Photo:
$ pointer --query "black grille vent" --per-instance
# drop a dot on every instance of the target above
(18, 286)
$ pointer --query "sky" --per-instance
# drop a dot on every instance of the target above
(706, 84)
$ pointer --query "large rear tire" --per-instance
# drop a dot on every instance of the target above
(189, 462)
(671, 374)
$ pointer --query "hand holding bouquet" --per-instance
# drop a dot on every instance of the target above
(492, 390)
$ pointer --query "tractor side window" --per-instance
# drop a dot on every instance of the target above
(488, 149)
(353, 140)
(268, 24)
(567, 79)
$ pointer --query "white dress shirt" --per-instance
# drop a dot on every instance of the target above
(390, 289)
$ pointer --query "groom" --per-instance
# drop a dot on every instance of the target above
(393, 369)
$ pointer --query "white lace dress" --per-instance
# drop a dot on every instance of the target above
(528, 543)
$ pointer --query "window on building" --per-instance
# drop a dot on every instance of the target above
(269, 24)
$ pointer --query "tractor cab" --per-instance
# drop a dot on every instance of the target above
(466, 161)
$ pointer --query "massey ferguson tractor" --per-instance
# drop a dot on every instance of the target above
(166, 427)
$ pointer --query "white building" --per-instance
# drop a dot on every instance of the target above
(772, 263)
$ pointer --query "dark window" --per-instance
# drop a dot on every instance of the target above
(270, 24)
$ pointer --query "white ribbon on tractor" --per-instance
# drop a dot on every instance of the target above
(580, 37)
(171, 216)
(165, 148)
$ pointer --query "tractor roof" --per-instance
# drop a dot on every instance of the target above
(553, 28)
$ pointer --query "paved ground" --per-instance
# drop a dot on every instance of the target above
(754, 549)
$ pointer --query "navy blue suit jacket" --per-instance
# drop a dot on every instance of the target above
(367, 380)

● **Work item**:
From the entries above, copy every line where the word "window" shows up.

● **Your response**:
$ pointer --query "tractor side window" --per-instance
$ pointer --query "window on building" --per-instance
$ pointer --query "dark window" --per-instance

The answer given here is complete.